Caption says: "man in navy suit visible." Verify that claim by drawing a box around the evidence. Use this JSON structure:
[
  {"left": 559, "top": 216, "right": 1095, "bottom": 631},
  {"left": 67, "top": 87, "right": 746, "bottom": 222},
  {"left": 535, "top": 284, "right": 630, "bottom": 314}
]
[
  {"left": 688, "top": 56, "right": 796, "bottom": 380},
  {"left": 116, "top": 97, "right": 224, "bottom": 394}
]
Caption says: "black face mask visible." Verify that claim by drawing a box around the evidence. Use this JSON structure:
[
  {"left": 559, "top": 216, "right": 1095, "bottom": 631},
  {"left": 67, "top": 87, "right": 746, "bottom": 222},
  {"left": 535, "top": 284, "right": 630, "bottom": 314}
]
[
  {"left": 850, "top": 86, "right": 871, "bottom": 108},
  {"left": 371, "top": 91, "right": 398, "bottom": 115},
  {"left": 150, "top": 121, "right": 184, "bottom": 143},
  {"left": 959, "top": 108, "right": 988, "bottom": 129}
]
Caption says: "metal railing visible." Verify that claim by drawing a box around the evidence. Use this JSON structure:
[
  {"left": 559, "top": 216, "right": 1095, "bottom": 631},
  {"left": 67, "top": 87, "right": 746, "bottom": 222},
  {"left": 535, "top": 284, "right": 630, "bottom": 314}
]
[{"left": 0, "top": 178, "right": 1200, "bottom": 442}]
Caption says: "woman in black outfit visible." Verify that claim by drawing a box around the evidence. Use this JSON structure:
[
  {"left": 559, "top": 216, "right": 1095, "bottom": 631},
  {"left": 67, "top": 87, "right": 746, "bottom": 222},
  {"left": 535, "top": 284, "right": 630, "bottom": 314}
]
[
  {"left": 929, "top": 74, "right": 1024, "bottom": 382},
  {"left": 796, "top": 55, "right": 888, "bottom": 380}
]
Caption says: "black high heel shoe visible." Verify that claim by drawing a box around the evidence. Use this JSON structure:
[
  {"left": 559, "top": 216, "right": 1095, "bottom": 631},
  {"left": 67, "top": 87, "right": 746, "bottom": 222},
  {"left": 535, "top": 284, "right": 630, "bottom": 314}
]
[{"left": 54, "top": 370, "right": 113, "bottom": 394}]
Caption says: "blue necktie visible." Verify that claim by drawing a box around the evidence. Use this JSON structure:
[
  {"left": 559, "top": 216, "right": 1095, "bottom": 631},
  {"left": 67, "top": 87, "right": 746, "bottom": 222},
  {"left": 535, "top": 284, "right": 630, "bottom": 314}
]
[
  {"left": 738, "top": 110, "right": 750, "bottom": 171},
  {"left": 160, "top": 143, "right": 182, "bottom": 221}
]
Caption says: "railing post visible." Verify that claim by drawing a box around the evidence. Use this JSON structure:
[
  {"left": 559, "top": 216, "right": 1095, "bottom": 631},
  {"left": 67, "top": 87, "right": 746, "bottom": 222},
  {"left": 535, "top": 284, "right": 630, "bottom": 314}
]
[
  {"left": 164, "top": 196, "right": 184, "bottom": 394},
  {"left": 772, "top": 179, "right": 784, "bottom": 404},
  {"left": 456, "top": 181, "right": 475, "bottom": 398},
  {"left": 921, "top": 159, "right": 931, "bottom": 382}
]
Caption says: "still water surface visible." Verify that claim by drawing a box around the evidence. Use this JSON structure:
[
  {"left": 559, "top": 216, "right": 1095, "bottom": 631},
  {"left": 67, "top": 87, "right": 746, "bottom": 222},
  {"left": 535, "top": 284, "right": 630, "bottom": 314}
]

# [TASK TO CARRY OUT]
Please display every line of the records above that contains the word "says". Case counts.

# [RESPONSE BELOW]
Caption says: "man in navy suit visible." Verify that claim by drawing a box around the evidence. Use this JSON structure:
Caption says: "black face mask visible." Verify that claim by drawing a box around the evidence. Use this JSON structure:
Caption says: "metal railing visible." Verify that claim by drawing a box around the evidence. Use this JSON structure:
Caption says: "woman in black outfit visible." Verify that claim by drawing a box around the evidence. Use this JSON structure:
Caption says: "black high heel shoe visible." Verify that claim by drawing a box around the evidence. Use this JSON structure:
Caption says: "blue necktie visible." Verify that claim by drawing a box around the evidence. Use this JSON structure:
Caption says: "railing post visible." Verify that claim by drawing a box around the evidence. Use this JSON structure:
Caption says: "still water surface visible." Verify that claim by drawing a box around the evidence. Use this JSON structure:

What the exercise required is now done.